AIM OF THE TASK: Filtering the records below, copy only those lines that include the word "query".

>>>>>

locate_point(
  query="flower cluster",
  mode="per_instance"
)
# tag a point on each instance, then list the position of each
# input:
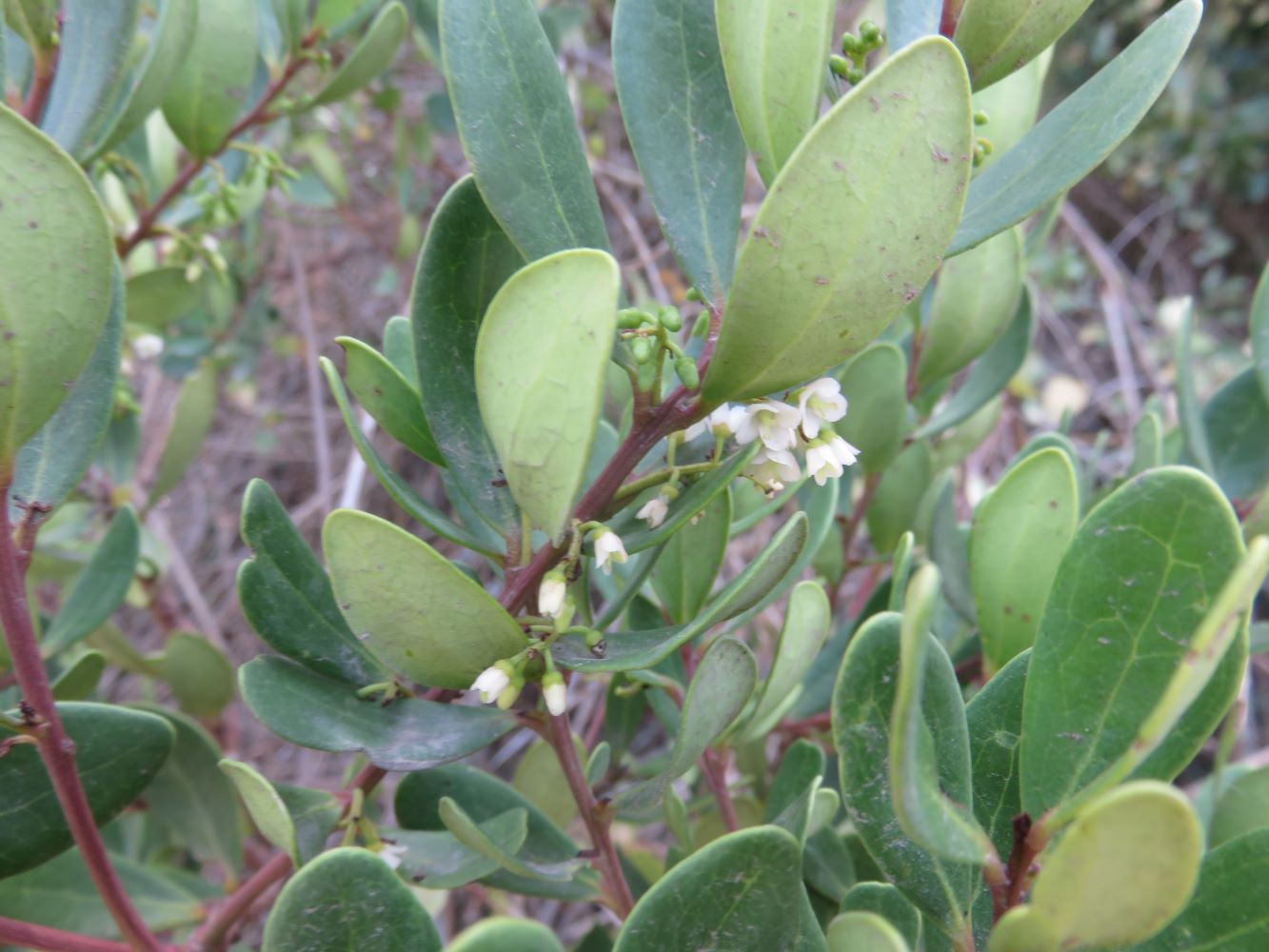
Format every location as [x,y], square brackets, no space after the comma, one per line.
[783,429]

<<<<<
>>>>>

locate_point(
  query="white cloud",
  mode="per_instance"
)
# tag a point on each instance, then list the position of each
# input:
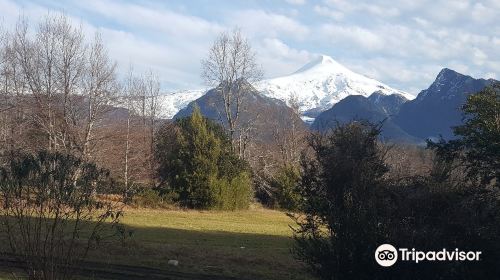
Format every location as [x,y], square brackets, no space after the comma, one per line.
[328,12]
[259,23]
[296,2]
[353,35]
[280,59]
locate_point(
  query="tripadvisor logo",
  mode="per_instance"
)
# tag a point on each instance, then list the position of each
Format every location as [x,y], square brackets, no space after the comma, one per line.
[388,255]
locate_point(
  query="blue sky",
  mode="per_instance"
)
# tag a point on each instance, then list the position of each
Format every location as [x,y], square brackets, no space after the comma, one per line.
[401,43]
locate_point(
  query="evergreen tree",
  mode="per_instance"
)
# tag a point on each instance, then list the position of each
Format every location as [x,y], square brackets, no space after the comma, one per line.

<<<<<

COMPLETED TASK:
  query="flower cluster",
  query="white cloud",
  query="tripadvisor logo",
  query="blue sky",
  query="evergreen tree",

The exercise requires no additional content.